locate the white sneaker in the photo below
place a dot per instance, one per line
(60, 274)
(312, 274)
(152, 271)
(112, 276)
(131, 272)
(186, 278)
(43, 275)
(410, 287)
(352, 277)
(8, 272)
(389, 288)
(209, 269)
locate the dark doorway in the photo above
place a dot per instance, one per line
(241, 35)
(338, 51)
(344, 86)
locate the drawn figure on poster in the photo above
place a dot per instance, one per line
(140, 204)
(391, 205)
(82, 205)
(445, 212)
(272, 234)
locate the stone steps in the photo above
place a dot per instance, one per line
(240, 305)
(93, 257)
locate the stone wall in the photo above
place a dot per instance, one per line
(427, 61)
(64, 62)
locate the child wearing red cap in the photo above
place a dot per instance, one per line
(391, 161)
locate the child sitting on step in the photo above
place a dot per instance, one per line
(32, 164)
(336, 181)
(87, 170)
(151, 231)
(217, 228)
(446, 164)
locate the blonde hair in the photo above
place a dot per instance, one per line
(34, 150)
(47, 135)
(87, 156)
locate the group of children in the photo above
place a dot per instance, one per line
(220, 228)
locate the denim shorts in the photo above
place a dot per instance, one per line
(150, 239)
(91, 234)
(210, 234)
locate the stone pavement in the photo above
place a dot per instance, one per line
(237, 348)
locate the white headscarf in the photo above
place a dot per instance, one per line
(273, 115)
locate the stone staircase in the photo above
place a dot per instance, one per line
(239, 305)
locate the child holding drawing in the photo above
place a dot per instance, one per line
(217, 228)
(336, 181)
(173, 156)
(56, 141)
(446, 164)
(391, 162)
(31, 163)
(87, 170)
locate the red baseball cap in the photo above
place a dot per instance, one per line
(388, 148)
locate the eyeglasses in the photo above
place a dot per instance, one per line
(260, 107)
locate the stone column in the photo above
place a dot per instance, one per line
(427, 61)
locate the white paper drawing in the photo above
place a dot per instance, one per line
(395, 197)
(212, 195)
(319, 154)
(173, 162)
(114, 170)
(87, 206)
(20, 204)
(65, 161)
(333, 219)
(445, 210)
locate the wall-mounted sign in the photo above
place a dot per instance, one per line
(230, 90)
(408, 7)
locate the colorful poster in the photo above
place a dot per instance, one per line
+===+
__WHAT YOU NEED TO DO__:
Without leaving anything out, quote all the data.

__CORRECT OUTPUT__:
locate the white sneaker in the photo below
place a dot per instance, one per line
(60, 274)
(312, 274)
(152, 271)
(112, 276)
(131, 272)
(186, 278)
(43, 275)
(410, 287)
(352, 277)
(8, 272)
(389, 288)
(209, 269)
locate the dark doorway in the photo above
place a dot per instance, one per line
(241, 35)
(338, 51)
(344, 86)
locate the drawn figure on poster in the photo above
place a dot per instance, one per line
(140, 204)
(391, 205)
(82, 205)
(445, 212)
(272, 234)
locate the stone steps in the photo above
place a dot per instance, one per line
(240, 305)
(93, 257)
locate the stone wall in the photo above
place a dot per instance, one per line
(427, 61)
(64, 62)
locate the child wearing red cap in the photo above
place a dot per instance, one per line
(391, 161)
locate the child sitting on step in the photo above
place a dot per instance, one per line
(32, 164)
(336, 181)
(87, 170)
(151, 231)
(217, 228)
(446, 164)
locate the blonde hair in the photo above
place a dot per instance, one per line
(34, 150)
(47, 135)
(87, 156)
locate the group of children in the photo above
place a dot per instance, one per line
(220, 228)
locate the denim shorts in the photo above
place a dot per instance, one per line
(150, 239)
(91, 234)
(210, 234)
locate the stone pavement in the photo above
place a dot per instance, one per line
(237, 348)
locate the white headscarf in the photo above
place a dot per instance, one per line
(273, 115)
locate the stone staircase in the photo above
place a dot per instance, one per line
(239, 305)
locate the child holding drawing in the photo above
place a dot per instance, one per line
(217, 228)
(336, 181)
(173, 156)
(56, 141)
(446, 164)
(391, 162)
(31, 163)
(87, 170)
locate the red baseball cap in the photo above
place a dot per instance, one per line
(388, 148)
locate the eyeglasses in the photo above
place a dot per instance, one per line
(260, 107)
locate the stone column in the photo above
place a dot per instance, one per line
(427, 61)
locate the white paper drawing in the photo above
place a dot per instance, one per line
(395, 197)
(212, 195)
(319, 154)
(173, 162)
(114, 170)
(87, 206)
(20, 204)
(65, 161)
(333, 219)
(445, 210)
locate the wall-mounted sign in the photo above
place a dot per instance, one per line
(230, 90)
(408, 7)
locate the colorful poster in the photo above
place a dot per instance, one per line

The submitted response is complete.